What you should do:
Exclude the images and transcribe the entries below precisely.

◆ ◆ ◆

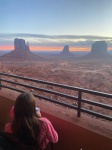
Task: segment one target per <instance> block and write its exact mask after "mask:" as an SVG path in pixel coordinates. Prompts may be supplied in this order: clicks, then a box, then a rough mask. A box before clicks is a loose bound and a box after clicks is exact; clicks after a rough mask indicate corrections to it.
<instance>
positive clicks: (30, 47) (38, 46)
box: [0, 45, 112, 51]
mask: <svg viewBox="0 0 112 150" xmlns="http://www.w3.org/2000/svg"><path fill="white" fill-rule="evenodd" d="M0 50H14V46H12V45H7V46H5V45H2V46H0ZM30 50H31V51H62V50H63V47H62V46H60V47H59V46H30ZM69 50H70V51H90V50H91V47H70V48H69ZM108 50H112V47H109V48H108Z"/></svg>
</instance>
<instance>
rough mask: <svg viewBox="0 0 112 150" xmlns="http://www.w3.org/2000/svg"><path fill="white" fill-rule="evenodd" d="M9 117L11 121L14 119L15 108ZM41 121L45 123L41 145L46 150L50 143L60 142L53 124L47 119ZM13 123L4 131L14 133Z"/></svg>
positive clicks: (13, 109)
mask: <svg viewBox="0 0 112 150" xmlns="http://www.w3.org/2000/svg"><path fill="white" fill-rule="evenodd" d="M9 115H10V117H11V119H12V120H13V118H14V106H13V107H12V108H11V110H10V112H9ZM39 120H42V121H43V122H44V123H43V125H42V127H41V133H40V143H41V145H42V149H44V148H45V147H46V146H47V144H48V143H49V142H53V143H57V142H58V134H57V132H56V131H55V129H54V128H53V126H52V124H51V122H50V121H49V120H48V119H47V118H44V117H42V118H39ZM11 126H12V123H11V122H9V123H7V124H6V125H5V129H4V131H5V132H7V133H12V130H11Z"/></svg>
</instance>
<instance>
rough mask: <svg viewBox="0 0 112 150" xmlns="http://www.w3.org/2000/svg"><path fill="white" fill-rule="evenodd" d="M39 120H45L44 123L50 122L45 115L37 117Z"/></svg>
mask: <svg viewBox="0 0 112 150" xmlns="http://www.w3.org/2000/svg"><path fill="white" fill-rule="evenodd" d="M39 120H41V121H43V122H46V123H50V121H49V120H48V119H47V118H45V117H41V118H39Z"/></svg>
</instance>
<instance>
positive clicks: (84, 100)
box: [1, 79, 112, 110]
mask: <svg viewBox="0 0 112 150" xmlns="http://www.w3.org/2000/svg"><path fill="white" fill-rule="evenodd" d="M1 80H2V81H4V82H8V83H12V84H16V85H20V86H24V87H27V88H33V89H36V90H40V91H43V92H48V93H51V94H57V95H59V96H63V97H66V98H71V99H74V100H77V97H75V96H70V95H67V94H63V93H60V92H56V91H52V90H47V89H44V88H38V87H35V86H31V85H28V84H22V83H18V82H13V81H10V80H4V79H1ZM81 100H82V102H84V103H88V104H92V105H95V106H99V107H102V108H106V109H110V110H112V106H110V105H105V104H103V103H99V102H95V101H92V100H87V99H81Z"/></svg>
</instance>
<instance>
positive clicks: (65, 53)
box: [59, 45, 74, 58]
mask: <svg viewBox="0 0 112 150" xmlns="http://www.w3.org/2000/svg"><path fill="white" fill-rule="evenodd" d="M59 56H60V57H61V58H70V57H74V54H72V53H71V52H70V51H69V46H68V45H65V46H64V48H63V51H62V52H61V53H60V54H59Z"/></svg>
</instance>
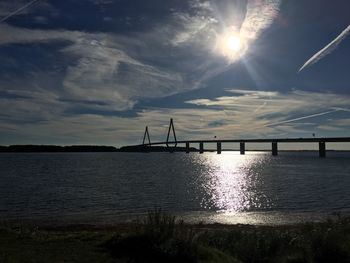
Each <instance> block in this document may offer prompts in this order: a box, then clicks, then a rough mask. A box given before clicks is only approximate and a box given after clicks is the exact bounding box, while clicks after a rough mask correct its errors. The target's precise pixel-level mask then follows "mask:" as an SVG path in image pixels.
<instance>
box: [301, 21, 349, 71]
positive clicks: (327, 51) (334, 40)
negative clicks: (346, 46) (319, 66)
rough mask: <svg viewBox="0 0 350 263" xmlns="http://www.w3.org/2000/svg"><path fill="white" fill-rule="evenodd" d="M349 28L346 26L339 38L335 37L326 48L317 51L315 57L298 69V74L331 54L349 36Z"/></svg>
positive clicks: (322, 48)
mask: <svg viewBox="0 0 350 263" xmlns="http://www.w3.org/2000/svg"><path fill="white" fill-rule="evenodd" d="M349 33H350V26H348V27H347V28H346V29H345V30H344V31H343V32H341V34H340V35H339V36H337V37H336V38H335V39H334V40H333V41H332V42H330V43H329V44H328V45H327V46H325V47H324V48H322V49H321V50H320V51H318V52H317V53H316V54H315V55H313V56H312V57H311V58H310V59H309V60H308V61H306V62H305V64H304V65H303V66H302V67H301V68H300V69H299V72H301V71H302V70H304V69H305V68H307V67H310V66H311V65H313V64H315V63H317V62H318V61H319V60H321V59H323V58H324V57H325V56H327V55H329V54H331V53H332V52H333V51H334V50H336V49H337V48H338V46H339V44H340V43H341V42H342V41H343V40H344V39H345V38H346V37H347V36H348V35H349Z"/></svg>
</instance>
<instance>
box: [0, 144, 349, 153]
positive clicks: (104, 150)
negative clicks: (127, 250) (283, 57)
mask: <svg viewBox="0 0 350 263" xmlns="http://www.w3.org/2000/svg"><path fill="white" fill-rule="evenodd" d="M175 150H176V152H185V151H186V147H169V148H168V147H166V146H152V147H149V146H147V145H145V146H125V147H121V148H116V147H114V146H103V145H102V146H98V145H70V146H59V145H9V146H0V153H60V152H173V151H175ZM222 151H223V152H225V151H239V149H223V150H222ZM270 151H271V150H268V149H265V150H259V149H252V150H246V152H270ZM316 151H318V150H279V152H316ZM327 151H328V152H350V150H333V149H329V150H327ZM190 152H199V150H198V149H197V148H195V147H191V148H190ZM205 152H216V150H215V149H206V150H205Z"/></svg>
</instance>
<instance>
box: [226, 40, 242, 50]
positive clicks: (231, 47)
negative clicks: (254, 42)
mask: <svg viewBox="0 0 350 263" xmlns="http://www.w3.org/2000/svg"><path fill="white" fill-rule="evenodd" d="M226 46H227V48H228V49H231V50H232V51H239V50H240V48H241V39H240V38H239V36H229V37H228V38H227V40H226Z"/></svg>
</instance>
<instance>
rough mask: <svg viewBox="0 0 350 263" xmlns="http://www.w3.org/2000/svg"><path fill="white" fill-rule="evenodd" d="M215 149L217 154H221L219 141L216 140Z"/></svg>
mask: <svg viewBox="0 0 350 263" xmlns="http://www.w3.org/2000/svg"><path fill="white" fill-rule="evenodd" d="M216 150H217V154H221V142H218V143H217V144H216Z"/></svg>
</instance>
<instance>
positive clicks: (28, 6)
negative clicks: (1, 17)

◆ ◆ ◆

Final answer:
Task: segment one target per <instance> block and write its exact mask after "mask:" as an SVG path in pixel coordinates. Prompts may be supplied in this order: clicks, then a box, then a rough mask. A box before clicks is a loose bound and a box after clicks is exact; clicks after a rough mask indicate corrections to it.
<instance>
positive clicks: (30, 47) (38, 46)
box: [0, 45, 112, 51]
mask: <svg viewBox="0 0 112 150" xmlns="http://www.w3.org/2000/svg"><path fill="white" fill-rule="evenodd" d="M0 50H14V46H12V45H7V46H5V45H2V46H0ZM30 50H31V51H62V50H63V47H62V46H60V47H59V46H30ZM69 50H70V51H90V50H91V47H70V48H69ZM108 50H112V47H109V48H108Z"/></svg>
</instance>
<instance>
rough mask: <svg viewBox="0 0 112 150" xmlns="http://www.w3.org/2000/svg"><path fill="white" fill-rule="evenodd" d="M9 117L11 121L14 119L15 108ZM41 121L45 123L41 145L46 150L50 143L60 142L53 124L47 119ZM13 123L4 131L14 133Z"/></svg>
positive clicks: (13, 109)
mask: <svg viewBox="0 0 112 150" xmlns="http://www.w3.org/2000/svg"><path fill="white" fill-rule="evenodd" d="M9 115H10V117H11V119H12V120H13V118H14V106H13V107H12V108H11V110H10V112H9ZM39 120H42V121H43V122H44V123H43V125H42V127H41V133H40V143H41V145H42V149H44V148H45V147H46V146H47V144H48V143H49V142H53V143H57V142H58V134H57V132H56V131H55V129H54V128H53V126H52V124H51V122H50V121H49V120H48V119H47V118H44V117H42V118H39ZM11 126H12V123H11V122H9V123H7V124H6V125H5V129H4V131H5V132H7V133H12V130H11Z"/></svg>
</instance>
<instance>
rough mask: <svg viewBox="0 0 112 150" xmlns="http://www.w3.org/2000/svg"><path fill="white" fill-rule="evenodd" d="M39 120H45L44 123L50 122L45 115L37 117Z"/></svg>
mask: <svg viewBox="0 0 112 150" xmlns="http://www.w3.org/2000/svg"><path fill="white" fill-rule="evenodd" d="M39 120H41V121H43V122H46V123H50V121H49V120H48V119H47V118H45V117H41V118H39Z"/></svg>
</instance>
<instance>
positive clicks: (84, 100)
box: [1, 79, 112, 110]
mask: <svg viewBox="0 0 112 150" xmlns="http://www.w3.org/2000/svg"><path fill="white" fill-rule="evenodd" d="M1 80H2V81H4V82H8V83H12V84H16V85H20V86H24V87H27V88H33V89H36V90H40V91H43V92H48V93H51V94H57V95H59V96H63V97H66V98H71V99H74V100H77V97H75V96H70V95H67V94H63V93H60V92H56V91H52V90H47V89H44V88H38V87H35V86H31V85H28V84H22V83H18V82H13V81H10V80H4V79H1ZM81 100H82V102H84V103H88V104H92V105H95V106H99V107H102V108H106V109H110V110H112V106H110V105H105V104H103V103H99V102H95V101H92V100H87V99H81Z"/></svg>
</instance>
<instance>
positive clicks: (65, 53)
box: [59, 45, 74, 58]
mask: <svg viewBox="0 0 112 150" xmlns="http://www.w3.org/2000/svg"><path fill="white" fill-rule="evenodd" d="M59 56H60V57H61V58H70V57H74V54H72V53H71V52H70V51H69V46H68V45H65V46H64V48H63V51H62V52H61V53H60V54H59Z"/></svg>
</instance>
Each <instance> block in this document may offer prompts in this order: a box, then clicks, then a rough mask. A box given before clicks is only approximate and a box given after clicks is the exact bounding box, while clicks after a rough mask correct its errors. The target's precise pixel-level mask then follows "mask:" as an SVG path in image pixels.
<instance>
box: [301, 21, 349, 71]
positive clicks: (327, 51) (334, 40)
negative clicks: (346, 46) (319, 66)
rough mask: <svg viewBox="0 0 350 263" xmlns="http://www.w3.org/2000/svg"><path fill="white" fill-rule="evenodd" d="M349 28L346 26L339 38L335 37L326 48L317 51L315 57L298 69V74L331 54L349 36Z"/></svg>
positive clicks: (322, 48)
mask: <svg viewBox="0 0 350 263" xmlns="http://www.w3.org/2000/svg"><path fill="white" fill-rule="evenodd" d="M349 33H350V26H348V27H347V28H346V29H345V30H344V31H343V32H341V34H340V35H339V36H337V37H336V38H335V39H334V40H333V41H332V42H330V43H329V44H328V45H327V46H325V47H324V48H322V49H321V50H320V51H318V52H317V53H316V54H315V55H313V56H312V57H311V58H310V59H309V60H308V61H306V62H305V64H304V65H303V66H302V67H301V68H300V69H299V72H301V71H302V70H304V69H305V68H307V67H310V66H311V65H313V64H315V63H317V62H318V61H319V60H321V59H323V58H324V57H325V56H327V55H329V54H331V53H332V52H333V51H334V50H336V49H337V48H338V46H339V44H340V43H341V42H342V41H343V40H344V39H345V38H346V37H347V36H348V35H349Z"/></svg>
</instance>
<instance>
box: [0, 144, 349, 153]
positive clicks: (104, 150)
negative clicks: (127, 250) (283, 57)
mask: <svg viewBox="0 0 350 263" xmlns="http://www.w3.org/2000/svg"><path fill="white" fill-rule="evenodd" d="M175 150H176V152H185V151H186V147H169V148H168V147H166V146H152V147H149V146H147V145H145V146H125V147H121V148H116V147H114V146H103V145H102V146H98V145H70V146H59V145H9V146H0V153H60V152H173V151H175ZM222 151H223V152H225V151H239V149H223V150H222ZM270 151H271V150H268V149H265V150H259V149H252V150H246V152H270ZM316 151H318V150H279V152H316ZM327 151H328V152H350V150H333V149H329V150H327ZM190 152H199V150H198V149H197V148H195V147H191V148H190ZM205 152H216V150H215V149H206V150H205Z"/></svg>
</instance>
<instance>
box: [226, 40, 242, 50]
positive clicks: (231, 47)
negative clicks: (254, 42)
mask: <svg viewBox="0 0 350 263" xmlns="http://www.w3.org/2000/svg"><path fill="white" fill-rule="evenodd" d="M226 46H227V48H228V49H231V50H232V51H239V50H240V48H241V39H240V38H239V36H229V37H228V38H227V40H226Z"/></svg>
</instance>
<instance>
rough mask: <svg viewBox="0 0 350 263" xmlns="http://www.w3.org/2000/svg"><path fill="white" fill-rule="evenodd" d="M215 149L217 154H221L219 141L216 140Z"/></svg>
mask: <svg viewBox="0 0 350 263" xmlns="http://www.w3.org/2000/svg"><path fill="white" fill-rule="evenodd" d="M216 150H217V154H221V142H218V143H217V144H216Z"/></svg>
</instance>
<instance>
positive clicks: (28, 6)
negative clicks: (1, 17)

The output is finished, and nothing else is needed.